:: DIRECTIVE ::
Reproduce every line of the listing below verbatim, preserving its order and wording.

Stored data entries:
##############################

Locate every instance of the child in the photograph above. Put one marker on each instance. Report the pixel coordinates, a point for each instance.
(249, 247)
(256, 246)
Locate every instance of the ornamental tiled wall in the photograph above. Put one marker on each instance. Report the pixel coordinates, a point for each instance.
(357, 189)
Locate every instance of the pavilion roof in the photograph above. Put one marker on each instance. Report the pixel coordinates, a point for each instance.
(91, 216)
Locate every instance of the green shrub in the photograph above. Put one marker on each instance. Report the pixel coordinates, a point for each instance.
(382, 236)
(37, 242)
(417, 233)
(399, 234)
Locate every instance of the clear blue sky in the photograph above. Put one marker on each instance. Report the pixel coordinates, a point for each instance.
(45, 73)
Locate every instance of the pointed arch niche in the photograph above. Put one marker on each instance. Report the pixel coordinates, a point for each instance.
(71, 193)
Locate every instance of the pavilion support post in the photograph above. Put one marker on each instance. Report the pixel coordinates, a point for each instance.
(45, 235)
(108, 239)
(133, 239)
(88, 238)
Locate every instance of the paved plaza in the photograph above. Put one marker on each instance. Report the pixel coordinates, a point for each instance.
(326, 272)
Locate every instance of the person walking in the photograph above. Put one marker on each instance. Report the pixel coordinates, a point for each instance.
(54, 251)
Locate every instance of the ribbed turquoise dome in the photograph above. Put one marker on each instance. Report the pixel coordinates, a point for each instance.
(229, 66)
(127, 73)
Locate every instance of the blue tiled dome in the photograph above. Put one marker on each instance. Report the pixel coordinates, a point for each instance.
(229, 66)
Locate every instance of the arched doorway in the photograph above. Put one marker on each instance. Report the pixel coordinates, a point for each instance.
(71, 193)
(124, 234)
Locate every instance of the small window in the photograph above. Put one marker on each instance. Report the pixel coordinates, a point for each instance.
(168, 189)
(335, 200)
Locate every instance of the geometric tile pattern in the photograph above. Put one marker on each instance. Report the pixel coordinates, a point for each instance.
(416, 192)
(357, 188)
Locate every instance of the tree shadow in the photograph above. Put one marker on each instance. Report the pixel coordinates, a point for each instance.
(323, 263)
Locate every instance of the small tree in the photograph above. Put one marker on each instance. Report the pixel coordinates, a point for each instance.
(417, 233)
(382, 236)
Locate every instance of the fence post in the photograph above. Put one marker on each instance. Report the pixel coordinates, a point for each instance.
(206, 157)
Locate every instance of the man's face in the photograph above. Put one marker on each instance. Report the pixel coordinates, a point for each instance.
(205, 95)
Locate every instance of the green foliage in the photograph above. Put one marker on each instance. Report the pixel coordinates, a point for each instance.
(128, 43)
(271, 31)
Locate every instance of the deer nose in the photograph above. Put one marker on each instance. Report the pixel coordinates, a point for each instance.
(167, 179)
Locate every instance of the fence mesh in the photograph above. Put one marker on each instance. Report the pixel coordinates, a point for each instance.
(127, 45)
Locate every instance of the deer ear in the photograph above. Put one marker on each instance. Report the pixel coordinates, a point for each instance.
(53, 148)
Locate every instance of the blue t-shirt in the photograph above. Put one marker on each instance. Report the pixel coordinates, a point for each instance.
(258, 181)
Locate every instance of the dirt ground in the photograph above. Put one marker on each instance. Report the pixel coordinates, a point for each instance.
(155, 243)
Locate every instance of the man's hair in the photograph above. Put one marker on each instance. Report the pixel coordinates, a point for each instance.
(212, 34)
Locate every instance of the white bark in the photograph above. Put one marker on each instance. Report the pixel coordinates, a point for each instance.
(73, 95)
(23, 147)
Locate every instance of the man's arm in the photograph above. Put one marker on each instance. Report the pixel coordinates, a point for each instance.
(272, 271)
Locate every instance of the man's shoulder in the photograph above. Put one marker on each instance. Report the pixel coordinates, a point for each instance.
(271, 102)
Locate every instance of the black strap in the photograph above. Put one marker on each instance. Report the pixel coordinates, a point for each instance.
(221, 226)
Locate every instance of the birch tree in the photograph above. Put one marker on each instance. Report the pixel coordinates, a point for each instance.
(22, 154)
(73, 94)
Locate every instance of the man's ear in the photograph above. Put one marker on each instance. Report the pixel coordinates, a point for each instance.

##############################

:: FINAL ANSWER ::
Locate every instance of the child in the photograph above. Put one marker on each instance. Report the pixel coordinates, a point for each instance.
(249, 247)
(256, 246)
Locate every instance of the ornamental tiled wall in the photograph above. Put one marker on each instance. Report the pixel coordinates, a point for each instance.
(357, 189)
Locate every instance of the pavilion roof in the photograph above. Put one marker on each instance. Report the pixel coordinates, a point for each instance.
(91, 216)
Locate every instance of the green shrub in the photograph above. Put one marker on each instance. Report the pixel coordinates, a point for each instance.
(382, 236)
(37, 242)
(417, 233)
(399, 234)
Locate every instance of the clear blue sky in the photograph above. Put one marker on each instance. Report the pixel coordinates, a point for each instance.
(45, 73)
Locate every instance of the pointed arch niche in the photograph above. Put one marker on each instance. Report the pixel coordinates, a point for each instance.
(71, 193)
Locate every instance of the pavilion support post in the photograph above. Put one marker on each instance. Report the pixel coordinates, a point for each instance.
(45, 235)
(108, 239)
(133, 239)
(88, 238)
Locate every instance of the paved plaza in the photograph above. Put one marker on each instance. Report the pixel coordinates, a point for each instance.
(326, 272)
Locate every instance of the person walking in the photograph above. Put one marker on each instance. Report the pixel coordinates, a point for each instance.
(54, 251)
Locate every instance of the ribbed turquoise dome in the photograph above. Put one marker on each instance. Report the pixel coordinates, a point for each instance.
(229, 66)
(127, 73)
Locate every instance of the blue tiled dome in the photograph above. Put one marker on each instance. Report the pixel coordinates, a point for each instance.
(229, 66)
Locate every instance of the arched doorway in the photograph above. Put one marker on each instance. Report the pixel coordinates, a point for each instance.
(71, 193)
(124, 234)
Locate every instance of the small window in the photograph above. Put one marker on each instance. Report the pixel coordinates, a point for each instance.
(168, 189)
(335, 200)
Locate every instance of the geometric tile pattern in the photograph above. Put one marker on each instance. Report the pixel coordinates, a point for each instance.
(416, 192)
(357, 188)
Locate every instance of the tree shadow in the photograph above. Put one marker on each instance. Report the pixel coordinates, a point for each instance.
(323, 263)
Locate every instance of the small tree in the photograph above. Put one marker on each instance. Report the pixel coordinates, a point for each instance.
(417, 233)
(382, 236)
Locate every instance of the fence post in the photograph above. Put one marker on each instance. Report the pixel coordinates, a point for each instance.
(206, 157)
Locate every instance of the man's face in the photograph above. Put one marker on each instance. Report the pixel coordinates, a point for each instance.
(205, 95)
Locate every instance of the green foliage in the photograph above. Put one marker on each instance. Report the pixel coordinates, a point for each instance.
(128, 43)
(271, 31)
Locate every instance of the deer nose in the photograph above. Put one marker on each instance. Report the pixel coordinates, a point for each instance.
(167, 179)
Locate every instance of the fence mesh in the photograph above. Put one marker on each instance. Report the pixel coordinates, a point for each instance.
(127, 45)
Locate every instance of the deer ear in the photograph above. Put one marker on each instance. Report the pixel coordinates, a point for each instance.
(53, 148)
Locate every instance of the blue t-shirt in the photograph above. Put one marker on each instance. Report the pixel coordinates, a point for each instance.
(258, 181)
Locate every instance of the dirt ground in the photograph above. Put one marker on each instance. Report the pixel coordinates, a point for each instance.
(155, 243)
Locate every instance of the man's hair in the photograph above. Put one marker on each instance. Report the pixel coordinates, a point for each instance.
(212, 34)
Locate every instance of the white bark in the photograph above. Put one marker on each instance. Report the pixel coordinates, a point for each instance.
(73, 95)
(23, 147)
Locate every instance of the man's arm in the photograph above. Put one marker on each instance. Report the pixel coordinates, a point for each instance.
(272, 271)
Locate every instance of the man's shoulder in the photograph above. Put one marker on each instance. Report the pixel coordinates, a point for each instance.
(271, 102)
Locate every instance of the black strap in the photograph above. Put one marker on each instance. Report the pixel coordinates, a point for each instance.
(221, 226)
Locate every instance of the birch tree in the photograph above. Put one marker on each instance. Report the pixel coordinates, a point for each instance.
(22, 154)
(73, 94)
Locate every instance of the man's ear in the photograph above. Put one marker on each instance. Report the pixel coordinates, a point for each instance.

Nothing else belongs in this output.